» **SOURCE MATERIAL**:
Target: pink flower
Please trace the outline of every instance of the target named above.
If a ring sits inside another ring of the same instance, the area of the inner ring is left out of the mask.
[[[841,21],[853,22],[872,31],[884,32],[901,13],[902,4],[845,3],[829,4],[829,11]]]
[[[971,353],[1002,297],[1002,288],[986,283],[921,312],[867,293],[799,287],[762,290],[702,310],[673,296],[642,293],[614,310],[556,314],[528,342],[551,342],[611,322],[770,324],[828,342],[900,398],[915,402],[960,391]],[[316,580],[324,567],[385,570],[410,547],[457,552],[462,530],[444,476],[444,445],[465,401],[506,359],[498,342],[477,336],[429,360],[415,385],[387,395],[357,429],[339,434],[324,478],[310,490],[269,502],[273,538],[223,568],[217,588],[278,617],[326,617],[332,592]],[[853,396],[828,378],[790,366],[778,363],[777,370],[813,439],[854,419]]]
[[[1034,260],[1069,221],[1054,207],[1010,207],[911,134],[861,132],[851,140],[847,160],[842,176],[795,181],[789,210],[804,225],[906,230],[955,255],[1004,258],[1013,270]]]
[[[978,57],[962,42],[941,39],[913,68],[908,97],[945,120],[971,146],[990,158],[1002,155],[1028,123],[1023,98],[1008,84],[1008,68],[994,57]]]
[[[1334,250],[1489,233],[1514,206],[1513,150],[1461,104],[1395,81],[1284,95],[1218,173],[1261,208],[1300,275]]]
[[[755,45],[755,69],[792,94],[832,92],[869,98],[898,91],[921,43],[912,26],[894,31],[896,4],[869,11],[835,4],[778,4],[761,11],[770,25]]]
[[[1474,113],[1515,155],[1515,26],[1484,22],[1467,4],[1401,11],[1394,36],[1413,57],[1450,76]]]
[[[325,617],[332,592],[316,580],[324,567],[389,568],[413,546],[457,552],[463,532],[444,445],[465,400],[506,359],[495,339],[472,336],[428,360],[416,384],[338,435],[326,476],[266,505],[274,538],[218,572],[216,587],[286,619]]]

» **REQUIRED WORK**: I would like you to report every line in the listing above that contains "instance".

» **COMPLETED TASK**:
Please trace the outline of every instance of the target named above.
If a ring sits inside another ring of the same instance, the area of the inner ring is left out of the mask.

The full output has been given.